_Work instructions:_ Render the material from the line containing "the <item>building window</item>?" through the line containing "[[[5,35],[18,42],[18,7],[0,3],[0,45],[4,44]]]" as a JSON list of strings, one string per line, skipping any blank lines.

_Data:_

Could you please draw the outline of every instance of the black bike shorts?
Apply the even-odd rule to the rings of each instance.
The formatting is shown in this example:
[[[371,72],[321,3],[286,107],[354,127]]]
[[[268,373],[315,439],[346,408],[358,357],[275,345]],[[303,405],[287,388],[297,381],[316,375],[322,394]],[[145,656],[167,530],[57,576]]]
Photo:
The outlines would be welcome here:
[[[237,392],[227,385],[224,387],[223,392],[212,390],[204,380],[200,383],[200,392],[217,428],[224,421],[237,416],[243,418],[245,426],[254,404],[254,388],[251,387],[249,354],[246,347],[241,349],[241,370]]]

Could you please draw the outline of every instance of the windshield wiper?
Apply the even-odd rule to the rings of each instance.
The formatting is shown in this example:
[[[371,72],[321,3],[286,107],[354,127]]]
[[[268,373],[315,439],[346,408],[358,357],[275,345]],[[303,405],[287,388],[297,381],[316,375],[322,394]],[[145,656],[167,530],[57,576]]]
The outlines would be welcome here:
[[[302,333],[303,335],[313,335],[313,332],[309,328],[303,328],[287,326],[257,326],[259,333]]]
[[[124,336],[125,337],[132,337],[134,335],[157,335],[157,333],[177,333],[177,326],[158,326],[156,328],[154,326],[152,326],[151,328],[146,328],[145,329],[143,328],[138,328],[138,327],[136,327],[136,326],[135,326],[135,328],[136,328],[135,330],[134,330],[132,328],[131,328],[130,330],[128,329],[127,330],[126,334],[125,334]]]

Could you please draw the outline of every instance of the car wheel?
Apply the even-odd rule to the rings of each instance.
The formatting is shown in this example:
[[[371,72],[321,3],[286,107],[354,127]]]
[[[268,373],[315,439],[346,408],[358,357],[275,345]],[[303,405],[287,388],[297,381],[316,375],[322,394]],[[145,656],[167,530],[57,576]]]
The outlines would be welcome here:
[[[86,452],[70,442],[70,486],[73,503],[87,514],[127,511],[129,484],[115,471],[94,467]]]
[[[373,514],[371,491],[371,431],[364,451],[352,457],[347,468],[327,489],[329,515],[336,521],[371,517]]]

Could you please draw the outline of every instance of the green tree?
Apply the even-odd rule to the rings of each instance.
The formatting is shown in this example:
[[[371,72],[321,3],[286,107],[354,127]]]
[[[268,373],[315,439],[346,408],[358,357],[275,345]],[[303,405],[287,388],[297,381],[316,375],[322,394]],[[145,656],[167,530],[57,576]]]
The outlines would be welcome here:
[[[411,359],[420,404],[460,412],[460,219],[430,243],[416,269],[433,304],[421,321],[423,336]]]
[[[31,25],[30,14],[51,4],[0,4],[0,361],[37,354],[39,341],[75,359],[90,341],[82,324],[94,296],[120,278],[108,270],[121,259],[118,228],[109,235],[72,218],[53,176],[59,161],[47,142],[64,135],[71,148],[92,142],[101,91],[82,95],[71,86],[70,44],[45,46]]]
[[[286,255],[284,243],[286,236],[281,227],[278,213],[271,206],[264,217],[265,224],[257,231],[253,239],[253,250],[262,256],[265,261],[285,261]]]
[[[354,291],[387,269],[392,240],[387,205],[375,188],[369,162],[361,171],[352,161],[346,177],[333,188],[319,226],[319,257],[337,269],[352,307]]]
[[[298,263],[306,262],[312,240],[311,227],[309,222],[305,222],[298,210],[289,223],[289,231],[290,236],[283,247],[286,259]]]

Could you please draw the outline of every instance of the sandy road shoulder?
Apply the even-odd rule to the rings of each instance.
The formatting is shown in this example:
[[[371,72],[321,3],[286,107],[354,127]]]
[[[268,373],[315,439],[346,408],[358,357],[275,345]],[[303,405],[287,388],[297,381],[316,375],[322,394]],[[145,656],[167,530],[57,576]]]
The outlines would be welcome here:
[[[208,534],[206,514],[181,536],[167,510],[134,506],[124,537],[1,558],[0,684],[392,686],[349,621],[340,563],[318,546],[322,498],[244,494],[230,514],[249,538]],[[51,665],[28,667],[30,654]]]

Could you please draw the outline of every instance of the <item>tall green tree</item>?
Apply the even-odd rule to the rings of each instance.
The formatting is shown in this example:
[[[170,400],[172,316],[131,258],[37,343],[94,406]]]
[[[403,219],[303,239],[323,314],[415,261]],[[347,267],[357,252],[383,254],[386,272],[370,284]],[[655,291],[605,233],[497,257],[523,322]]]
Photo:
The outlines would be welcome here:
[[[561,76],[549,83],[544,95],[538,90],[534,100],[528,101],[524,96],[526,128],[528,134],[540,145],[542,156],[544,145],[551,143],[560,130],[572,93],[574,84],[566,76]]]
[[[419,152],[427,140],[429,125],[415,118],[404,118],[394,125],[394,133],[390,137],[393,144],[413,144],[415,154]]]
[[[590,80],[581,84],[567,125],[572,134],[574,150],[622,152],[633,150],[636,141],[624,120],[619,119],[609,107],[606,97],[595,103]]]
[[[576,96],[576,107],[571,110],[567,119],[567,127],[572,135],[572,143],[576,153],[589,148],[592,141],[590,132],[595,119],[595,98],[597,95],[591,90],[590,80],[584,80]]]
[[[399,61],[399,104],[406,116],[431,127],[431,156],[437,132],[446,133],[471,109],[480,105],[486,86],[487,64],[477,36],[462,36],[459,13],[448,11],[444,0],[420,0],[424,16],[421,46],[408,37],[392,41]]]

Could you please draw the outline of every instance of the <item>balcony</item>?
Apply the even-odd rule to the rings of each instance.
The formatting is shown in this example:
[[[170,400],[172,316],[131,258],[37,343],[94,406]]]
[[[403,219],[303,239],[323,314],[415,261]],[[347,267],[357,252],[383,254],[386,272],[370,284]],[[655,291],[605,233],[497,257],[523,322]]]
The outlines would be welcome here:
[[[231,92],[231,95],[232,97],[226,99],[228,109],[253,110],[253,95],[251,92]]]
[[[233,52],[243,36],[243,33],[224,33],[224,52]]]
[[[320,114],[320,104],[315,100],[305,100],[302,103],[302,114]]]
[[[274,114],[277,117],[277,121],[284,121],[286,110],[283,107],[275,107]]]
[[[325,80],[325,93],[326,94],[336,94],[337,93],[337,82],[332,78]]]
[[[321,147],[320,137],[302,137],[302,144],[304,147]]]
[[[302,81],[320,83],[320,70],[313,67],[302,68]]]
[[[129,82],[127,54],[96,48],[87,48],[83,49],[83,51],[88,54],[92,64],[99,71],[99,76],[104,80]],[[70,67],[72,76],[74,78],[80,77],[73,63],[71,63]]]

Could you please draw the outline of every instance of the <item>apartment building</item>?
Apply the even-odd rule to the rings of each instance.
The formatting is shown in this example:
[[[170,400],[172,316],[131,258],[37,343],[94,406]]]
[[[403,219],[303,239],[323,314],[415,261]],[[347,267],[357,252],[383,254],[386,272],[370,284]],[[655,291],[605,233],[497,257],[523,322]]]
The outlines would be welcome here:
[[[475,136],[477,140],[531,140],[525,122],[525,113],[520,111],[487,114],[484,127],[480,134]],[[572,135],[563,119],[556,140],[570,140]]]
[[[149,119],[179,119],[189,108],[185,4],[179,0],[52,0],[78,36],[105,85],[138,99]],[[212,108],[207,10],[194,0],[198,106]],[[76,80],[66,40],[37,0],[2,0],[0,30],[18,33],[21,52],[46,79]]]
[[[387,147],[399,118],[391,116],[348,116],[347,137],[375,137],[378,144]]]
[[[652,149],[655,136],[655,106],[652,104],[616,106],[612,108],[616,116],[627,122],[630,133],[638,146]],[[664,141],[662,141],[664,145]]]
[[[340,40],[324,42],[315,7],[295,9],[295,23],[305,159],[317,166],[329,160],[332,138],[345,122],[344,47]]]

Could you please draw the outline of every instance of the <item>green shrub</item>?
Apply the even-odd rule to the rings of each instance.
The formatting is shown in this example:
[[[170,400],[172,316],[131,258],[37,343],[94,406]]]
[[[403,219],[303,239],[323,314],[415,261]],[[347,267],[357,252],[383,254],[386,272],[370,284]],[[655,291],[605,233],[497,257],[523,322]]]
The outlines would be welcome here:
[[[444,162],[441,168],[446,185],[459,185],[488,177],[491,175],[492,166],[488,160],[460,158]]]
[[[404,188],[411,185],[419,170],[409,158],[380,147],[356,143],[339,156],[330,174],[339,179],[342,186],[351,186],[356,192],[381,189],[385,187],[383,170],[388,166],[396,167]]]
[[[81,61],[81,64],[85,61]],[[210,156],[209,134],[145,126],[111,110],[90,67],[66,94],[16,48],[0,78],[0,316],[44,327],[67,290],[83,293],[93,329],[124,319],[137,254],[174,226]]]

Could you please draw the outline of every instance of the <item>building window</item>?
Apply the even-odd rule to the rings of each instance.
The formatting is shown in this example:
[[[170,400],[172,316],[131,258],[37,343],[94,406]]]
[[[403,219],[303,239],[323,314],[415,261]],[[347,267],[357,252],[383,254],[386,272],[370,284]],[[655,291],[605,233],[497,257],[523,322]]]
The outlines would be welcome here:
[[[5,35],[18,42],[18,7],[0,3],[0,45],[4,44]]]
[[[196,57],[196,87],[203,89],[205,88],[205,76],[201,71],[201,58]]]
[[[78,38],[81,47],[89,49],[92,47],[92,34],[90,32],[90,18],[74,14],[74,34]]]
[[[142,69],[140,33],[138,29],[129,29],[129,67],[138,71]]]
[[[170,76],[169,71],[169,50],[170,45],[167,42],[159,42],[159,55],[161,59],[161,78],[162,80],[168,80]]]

_Solution to this task:_
[
  "Could you please draw the outline of every instance of the <item>building window</item>?",
  "Apply the even-odd rule to the rings of each instance.",
  "The formatting is shown in this example:",
  "[[[170,400],[172,316],[131,258],[37,343],[94,406]]]",
  "[[[403,219],[303,239],[323,314],[415,261]],[[347,267],[357,252],[383,254],[386,272],[370,284]],[[655,291],[605,233],[497,257],[523,322]]]",
  "The outlines would be welcome here:",
  "[[[5,35],[18,42],[18,7],[0,3],[0,45],[4,44]]]"
]